PASSAGE SHOWN -

NLRB v. Strickland

Decision Date29 May 1962
Docket NumberCiv. No. 4572.
Citation220 F. Supp. 661
PartiesNATIONAL LABOR RELATIONS BOARD, Applicant, v. C. E. STRICKLAND and Billy Sturdivant, Respondents.
CourtU.S. District Court — Western District of Tennessee

COPYRIGHT MATERIAL OMITTED

Stuart Rothman, Gen. Counsel, Henry L. Jalette, Regional Atty., for NLRB.

Lowell Goerlich, Washington, D. C., John W. Hart, Union City, Tenn., for defendants.

BAILEY BROWN, District Judge.

This proceeding involves an application filed under § 11(2) of the National Labor Relations Act, 29 U.S.C.A. § 161 (2), for and on behalf of the National Labor Relations Board (herein called the Board) by its General Counsel for an Order requiring Respondents C. E. Strickland and Billy Sturdivant to obey certain subpenas ad testificandum issued by the Board.

The General Counsel of the Board has heretofore issued a § 8(b) (1) (A) unfair labor practice Complaint against and Notice of Hearing to certain labor organizations, of which the Respondents allegedly are members and officials, in connection with allegedly unlawful conduct during a strike at Union City, Tennessee. Prior to the hearing in Union City on April 24, 1962, an attorney for the General Counsel, on April 16, requested in writing that the Regional Director cause to be issued, under § 11(1) of the Act, subpenas ad testificandum, directing the Respondents to appear and testify at the hearing. The Regional Director issued the requested subpenas on April 16 under seal of the Board and proceeded to serve them on the Respondents by registered mail.

Stored entries
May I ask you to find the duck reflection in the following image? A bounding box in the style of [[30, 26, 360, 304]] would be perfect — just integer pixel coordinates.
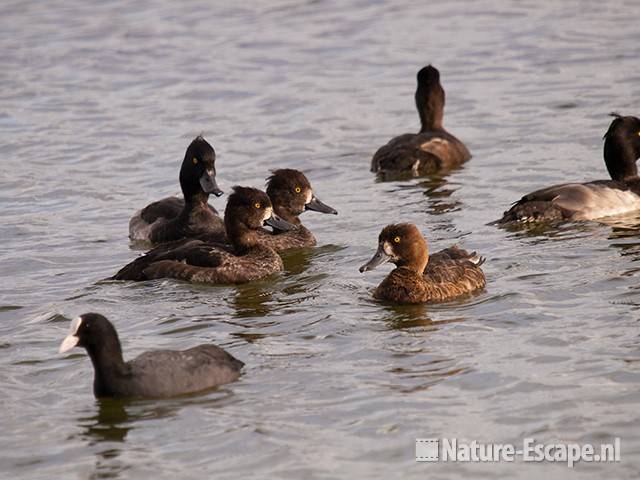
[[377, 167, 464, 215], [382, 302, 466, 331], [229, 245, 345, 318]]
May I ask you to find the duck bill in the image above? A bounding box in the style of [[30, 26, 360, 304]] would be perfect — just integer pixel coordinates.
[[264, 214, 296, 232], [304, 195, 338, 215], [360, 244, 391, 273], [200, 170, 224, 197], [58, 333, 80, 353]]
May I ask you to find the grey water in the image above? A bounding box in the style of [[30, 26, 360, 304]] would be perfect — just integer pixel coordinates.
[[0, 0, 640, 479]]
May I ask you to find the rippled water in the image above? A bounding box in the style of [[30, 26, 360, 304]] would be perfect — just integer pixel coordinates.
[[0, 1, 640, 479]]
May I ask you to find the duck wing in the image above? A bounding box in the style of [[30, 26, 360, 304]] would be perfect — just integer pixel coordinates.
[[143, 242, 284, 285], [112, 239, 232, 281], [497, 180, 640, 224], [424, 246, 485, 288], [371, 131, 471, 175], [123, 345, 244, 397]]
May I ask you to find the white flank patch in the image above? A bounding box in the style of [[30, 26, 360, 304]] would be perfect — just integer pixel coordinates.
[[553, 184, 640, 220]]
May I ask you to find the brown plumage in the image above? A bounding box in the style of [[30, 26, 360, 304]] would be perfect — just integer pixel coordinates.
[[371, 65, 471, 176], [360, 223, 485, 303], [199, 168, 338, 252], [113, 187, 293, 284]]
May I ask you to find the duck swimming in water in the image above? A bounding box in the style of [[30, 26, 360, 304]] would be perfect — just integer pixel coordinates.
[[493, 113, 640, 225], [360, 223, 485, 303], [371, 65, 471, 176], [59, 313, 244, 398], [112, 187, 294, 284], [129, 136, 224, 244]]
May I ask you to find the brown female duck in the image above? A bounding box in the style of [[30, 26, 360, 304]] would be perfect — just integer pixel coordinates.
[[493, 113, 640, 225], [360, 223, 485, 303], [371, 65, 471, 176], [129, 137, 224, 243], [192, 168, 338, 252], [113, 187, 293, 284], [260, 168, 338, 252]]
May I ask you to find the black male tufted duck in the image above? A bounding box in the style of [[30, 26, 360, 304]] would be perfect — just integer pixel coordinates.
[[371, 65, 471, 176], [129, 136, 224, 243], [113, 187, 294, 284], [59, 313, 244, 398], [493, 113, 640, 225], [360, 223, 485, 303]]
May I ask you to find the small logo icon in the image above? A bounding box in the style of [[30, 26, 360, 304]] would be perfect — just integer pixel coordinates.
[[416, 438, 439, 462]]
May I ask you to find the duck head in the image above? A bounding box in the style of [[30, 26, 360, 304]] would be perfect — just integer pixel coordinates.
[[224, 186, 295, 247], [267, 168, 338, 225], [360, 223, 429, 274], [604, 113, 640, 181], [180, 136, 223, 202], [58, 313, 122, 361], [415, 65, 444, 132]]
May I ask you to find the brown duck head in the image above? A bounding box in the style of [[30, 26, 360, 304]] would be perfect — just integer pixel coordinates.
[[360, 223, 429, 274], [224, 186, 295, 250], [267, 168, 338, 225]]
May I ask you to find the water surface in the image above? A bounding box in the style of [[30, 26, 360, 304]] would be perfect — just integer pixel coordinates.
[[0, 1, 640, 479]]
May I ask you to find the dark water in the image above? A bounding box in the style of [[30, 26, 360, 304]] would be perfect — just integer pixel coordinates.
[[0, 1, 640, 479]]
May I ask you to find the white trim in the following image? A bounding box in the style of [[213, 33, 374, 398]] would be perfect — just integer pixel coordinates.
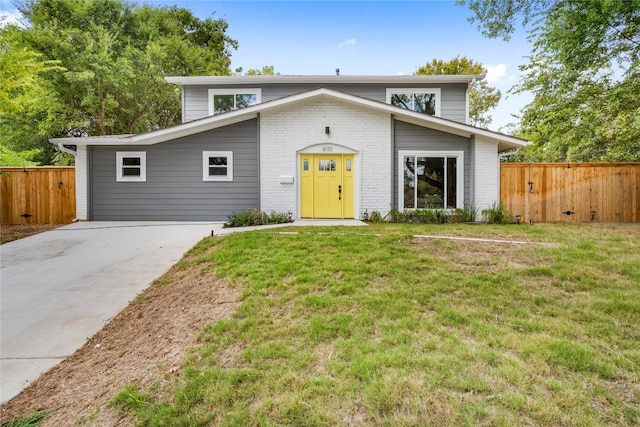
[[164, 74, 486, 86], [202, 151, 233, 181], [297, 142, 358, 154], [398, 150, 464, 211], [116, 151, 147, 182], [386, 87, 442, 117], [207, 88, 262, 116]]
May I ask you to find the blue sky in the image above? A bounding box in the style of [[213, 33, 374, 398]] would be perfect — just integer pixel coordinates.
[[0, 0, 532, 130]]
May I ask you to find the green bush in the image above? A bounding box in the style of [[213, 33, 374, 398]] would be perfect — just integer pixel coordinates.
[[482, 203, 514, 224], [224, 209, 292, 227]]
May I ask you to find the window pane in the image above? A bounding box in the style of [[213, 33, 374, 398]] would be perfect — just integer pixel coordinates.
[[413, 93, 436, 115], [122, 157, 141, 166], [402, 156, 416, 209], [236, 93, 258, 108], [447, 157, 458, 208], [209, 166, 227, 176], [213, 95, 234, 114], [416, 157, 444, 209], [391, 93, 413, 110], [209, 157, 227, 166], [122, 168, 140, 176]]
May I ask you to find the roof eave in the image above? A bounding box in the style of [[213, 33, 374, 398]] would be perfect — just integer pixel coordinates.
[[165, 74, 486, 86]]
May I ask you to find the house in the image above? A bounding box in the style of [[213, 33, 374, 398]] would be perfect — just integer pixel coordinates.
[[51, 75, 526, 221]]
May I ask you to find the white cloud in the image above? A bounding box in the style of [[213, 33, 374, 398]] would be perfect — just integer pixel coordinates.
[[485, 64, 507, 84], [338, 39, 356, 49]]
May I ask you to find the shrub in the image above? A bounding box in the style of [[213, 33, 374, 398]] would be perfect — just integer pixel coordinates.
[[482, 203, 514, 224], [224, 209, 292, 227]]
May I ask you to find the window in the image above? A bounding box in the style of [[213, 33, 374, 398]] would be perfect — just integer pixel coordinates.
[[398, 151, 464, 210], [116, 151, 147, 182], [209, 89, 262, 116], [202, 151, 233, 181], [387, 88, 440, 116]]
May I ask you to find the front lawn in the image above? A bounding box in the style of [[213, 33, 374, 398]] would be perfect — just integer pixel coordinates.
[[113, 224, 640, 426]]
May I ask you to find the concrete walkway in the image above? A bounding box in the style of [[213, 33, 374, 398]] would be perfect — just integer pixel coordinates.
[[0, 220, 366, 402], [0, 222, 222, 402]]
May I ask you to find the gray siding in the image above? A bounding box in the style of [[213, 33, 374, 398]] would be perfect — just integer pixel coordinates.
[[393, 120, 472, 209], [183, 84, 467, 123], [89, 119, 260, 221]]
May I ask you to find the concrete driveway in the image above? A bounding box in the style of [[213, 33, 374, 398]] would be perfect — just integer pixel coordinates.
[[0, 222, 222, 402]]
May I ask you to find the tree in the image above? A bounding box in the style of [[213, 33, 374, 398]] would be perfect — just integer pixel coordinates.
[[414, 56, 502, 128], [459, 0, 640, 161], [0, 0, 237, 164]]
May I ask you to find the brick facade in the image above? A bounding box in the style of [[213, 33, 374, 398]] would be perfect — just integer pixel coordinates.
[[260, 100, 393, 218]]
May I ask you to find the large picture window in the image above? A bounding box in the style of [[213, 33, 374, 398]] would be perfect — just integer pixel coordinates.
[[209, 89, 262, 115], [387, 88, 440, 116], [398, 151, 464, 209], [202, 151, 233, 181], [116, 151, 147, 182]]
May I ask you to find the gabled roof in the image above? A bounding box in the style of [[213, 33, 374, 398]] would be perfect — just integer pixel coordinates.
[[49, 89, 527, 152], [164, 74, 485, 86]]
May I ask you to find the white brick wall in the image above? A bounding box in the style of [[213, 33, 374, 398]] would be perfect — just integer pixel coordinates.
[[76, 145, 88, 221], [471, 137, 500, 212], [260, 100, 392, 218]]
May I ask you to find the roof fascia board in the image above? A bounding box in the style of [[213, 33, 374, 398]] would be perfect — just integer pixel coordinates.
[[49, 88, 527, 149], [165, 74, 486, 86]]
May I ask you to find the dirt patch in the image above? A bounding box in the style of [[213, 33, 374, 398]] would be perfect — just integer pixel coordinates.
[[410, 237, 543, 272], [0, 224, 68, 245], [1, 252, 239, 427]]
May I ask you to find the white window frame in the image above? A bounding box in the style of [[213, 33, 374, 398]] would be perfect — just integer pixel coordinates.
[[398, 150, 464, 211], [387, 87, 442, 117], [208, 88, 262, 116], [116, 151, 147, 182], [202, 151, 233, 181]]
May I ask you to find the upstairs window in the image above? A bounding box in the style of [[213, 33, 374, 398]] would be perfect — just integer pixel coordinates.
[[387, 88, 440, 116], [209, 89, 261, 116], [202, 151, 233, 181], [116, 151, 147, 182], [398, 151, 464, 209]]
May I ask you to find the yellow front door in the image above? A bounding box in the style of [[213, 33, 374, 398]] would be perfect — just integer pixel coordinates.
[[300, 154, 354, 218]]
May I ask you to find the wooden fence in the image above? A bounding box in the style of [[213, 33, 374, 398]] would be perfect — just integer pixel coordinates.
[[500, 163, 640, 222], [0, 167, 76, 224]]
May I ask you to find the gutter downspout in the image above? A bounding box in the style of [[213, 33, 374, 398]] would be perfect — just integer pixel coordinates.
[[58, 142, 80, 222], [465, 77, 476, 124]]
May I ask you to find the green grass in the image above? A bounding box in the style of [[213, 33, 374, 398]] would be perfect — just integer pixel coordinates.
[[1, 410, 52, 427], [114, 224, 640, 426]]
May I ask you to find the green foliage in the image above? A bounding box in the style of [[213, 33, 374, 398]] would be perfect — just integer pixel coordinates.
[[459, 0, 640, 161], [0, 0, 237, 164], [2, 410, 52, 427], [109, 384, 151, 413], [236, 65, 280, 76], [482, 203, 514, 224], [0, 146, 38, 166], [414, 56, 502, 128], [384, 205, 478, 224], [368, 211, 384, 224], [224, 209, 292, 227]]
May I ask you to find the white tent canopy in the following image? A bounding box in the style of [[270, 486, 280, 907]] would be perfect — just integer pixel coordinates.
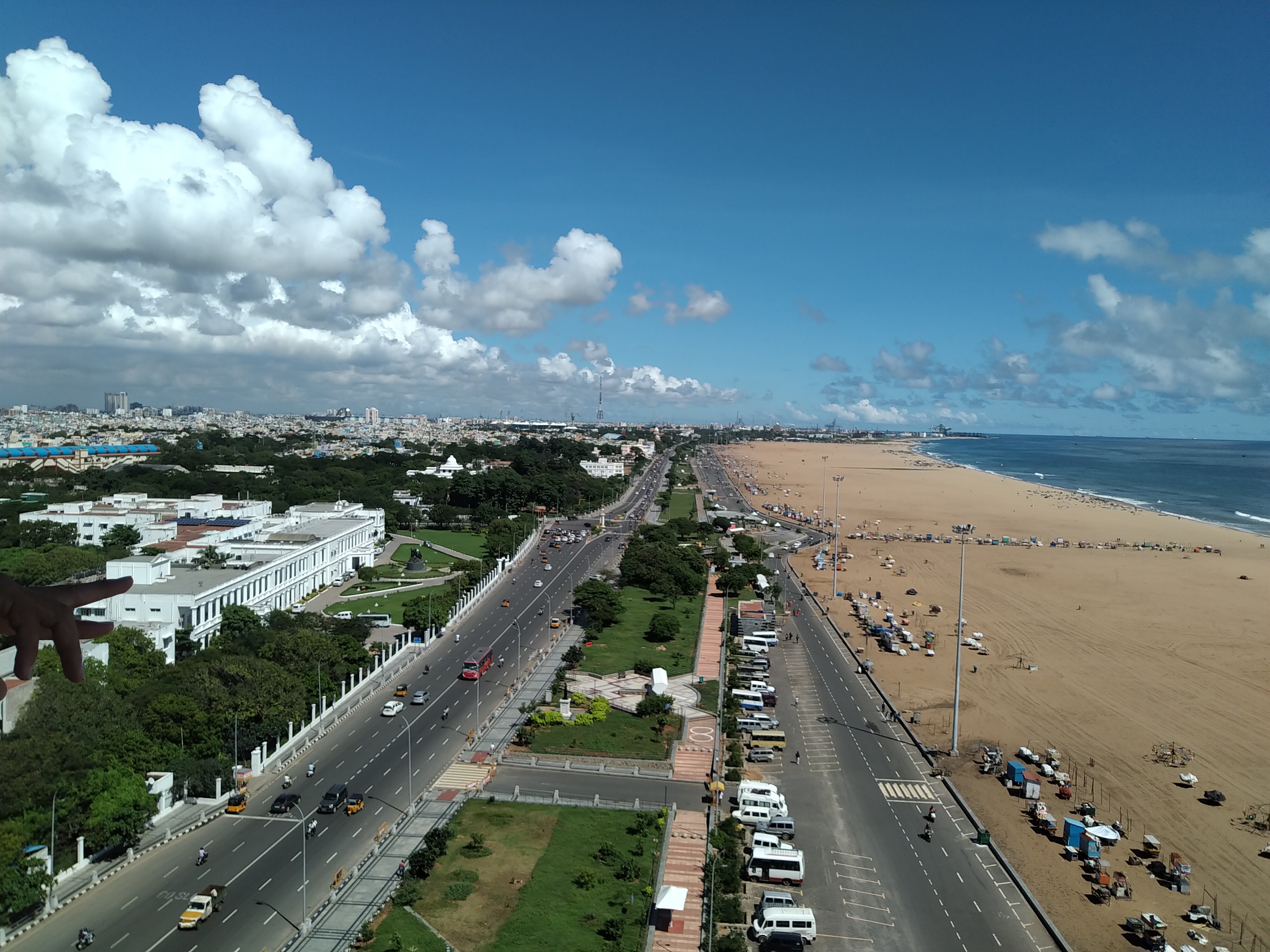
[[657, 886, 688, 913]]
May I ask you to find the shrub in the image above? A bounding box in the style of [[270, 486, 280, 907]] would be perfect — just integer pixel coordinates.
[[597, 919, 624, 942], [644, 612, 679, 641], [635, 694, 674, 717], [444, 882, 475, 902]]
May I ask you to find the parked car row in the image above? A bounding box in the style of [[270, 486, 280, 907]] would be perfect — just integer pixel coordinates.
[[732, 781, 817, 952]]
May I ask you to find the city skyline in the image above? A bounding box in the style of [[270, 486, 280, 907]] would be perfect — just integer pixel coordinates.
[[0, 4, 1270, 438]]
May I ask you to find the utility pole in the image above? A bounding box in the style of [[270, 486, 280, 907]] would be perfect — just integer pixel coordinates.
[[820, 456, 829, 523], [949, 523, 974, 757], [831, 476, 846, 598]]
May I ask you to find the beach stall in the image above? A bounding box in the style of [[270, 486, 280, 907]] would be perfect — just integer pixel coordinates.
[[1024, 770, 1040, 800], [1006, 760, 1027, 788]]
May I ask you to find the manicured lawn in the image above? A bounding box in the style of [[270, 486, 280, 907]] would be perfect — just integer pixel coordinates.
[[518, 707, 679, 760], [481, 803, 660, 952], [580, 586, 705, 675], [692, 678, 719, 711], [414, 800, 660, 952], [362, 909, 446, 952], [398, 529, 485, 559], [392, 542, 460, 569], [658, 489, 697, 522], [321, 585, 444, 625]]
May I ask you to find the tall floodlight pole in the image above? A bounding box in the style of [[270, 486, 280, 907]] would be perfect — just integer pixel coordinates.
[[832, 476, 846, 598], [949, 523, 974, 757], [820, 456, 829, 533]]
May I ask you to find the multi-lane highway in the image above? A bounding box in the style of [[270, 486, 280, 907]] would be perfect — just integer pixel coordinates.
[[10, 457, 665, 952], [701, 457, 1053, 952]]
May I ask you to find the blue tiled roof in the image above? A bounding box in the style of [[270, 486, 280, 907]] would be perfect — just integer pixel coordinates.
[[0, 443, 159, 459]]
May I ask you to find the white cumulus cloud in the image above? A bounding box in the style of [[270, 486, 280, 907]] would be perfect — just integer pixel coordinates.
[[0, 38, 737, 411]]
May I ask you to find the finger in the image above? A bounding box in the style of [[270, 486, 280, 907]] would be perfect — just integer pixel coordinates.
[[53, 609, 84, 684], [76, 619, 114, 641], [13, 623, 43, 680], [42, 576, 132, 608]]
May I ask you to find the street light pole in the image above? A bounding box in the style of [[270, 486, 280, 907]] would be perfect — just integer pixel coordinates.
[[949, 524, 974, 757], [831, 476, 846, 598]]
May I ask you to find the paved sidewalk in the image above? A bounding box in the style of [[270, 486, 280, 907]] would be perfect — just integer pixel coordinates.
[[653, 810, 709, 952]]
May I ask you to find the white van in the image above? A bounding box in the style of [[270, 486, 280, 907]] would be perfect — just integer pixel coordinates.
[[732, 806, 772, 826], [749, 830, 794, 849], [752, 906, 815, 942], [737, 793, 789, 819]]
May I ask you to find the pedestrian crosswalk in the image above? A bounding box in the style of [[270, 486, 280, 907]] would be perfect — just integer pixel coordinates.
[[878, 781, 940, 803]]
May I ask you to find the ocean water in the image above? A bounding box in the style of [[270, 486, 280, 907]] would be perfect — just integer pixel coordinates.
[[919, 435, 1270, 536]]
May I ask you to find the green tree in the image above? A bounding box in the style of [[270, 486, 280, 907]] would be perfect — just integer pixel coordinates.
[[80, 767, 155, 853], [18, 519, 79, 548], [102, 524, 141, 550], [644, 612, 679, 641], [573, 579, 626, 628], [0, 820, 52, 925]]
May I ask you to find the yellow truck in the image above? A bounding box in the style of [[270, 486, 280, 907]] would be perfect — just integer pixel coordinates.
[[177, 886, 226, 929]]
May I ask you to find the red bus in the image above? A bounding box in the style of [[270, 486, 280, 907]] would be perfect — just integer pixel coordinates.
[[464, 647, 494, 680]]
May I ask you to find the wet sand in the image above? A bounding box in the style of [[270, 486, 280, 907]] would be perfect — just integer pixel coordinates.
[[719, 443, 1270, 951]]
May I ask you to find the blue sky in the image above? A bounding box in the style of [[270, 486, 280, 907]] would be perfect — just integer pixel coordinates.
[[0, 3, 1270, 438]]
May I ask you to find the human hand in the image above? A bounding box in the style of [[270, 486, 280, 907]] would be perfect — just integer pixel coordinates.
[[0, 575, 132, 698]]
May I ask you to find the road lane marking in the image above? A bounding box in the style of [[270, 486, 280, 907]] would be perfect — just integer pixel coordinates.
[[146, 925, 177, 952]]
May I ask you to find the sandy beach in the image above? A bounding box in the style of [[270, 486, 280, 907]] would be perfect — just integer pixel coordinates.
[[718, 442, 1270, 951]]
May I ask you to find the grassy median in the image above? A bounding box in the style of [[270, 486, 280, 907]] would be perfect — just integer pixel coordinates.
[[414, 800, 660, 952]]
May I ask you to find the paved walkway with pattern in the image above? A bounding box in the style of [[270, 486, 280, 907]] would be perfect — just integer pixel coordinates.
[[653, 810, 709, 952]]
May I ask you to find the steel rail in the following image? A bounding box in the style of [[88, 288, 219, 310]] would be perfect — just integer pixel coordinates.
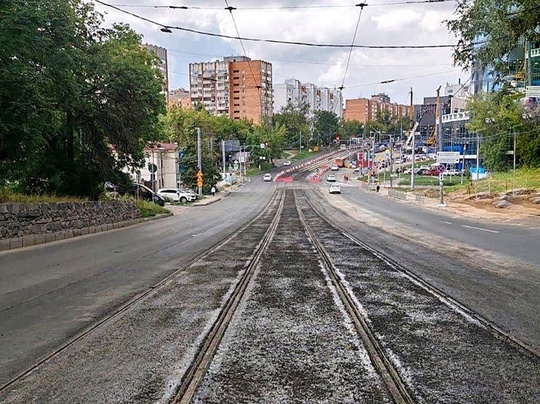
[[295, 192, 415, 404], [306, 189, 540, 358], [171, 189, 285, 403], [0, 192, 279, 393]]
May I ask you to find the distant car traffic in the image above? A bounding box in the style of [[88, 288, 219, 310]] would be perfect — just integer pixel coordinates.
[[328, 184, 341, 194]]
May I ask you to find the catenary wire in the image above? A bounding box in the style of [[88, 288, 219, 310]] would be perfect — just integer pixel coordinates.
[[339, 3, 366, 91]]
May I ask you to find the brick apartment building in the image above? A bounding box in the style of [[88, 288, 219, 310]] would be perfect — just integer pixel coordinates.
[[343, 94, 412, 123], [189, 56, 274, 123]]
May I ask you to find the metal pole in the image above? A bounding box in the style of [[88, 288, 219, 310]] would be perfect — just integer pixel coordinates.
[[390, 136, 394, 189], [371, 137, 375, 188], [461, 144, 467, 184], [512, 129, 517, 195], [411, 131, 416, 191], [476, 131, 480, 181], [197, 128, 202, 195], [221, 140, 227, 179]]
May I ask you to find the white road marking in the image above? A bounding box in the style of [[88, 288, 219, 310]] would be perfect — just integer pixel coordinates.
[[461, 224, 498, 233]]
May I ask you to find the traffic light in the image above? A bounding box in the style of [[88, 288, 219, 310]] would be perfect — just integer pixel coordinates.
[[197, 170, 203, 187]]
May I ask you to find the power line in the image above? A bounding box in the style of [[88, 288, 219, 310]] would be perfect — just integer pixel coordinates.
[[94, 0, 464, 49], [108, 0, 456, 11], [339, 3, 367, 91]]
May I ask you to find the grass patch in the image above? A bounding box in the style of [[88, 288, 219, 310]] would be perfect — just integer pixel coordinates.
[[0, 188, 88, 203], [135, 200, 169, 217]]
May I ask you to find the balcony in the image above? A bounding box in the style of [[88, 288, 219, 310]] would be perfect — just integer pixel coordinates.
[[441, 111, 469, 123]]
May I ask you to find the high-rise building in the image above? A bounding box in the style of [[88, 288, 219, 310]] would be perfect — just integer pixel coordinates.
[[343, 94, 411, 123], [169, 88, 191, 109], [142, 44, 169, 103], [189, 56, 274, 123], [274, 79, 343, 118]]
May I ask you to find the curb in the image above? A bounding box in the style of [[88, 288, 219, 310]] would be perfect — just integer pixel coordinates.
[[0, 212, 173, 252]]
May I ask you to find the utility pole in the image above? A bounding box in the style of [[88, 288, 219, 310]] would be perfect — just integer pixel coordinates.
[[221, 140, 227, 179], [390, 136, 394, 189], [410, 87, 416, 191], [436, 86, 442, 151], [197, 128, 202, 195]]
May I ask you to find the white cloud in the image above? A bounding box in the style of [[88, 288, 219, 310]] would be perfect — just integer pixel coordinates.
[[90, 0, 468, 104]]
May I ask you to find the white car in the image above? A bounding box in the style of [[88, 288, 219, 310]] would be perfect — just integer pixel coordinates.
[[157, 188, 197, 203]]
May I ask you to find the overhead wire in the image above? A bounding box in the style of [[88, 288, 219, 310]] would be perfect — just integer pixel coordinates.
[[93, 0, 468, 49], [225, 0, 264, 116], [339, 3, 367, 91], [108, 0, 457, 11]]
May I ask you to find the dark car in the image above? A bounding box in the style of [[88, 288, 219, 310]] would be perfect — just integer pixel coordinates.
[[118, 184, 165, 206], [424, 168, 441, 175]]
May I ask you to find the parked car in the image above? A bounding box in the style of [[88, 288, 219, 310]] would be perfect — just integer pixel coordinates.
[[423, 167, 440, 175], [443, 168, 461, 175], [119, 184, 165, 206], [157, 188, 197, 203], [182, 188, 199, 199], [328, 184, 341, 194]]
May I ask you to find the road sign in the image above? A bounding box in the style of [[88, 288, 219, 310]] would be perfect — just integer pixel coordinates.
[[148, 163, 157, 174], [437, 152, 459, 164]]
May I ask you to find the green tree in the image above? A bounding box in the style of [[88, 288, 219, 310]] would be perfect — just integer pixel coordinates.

REQUIRED TASK A -
In the court opinion, on what date was the hearing in Union City held?
REQUIRED TASK B -
Please rewrite the court opinion from "CourtU.S. District Court" to "BROWN, District Judge.", putting "Eastern District" in place of "Western District".

WORKED SOLUTION A -
April 24, 1962

WORKED SOLUTION B -
CourtU.S. District Court — Eastern District of Tennessee

COPYRIGHT MATERIAL OMITTED

Stuart Rothman, Gen. Counsel, Henry L. Jalette, Regional Atty., for NLRB.

Lowell Goerlich, Washington, D. C., John W. Hart, Union City, Tenn., for defendants.

BAILEY BROWN, District Judge.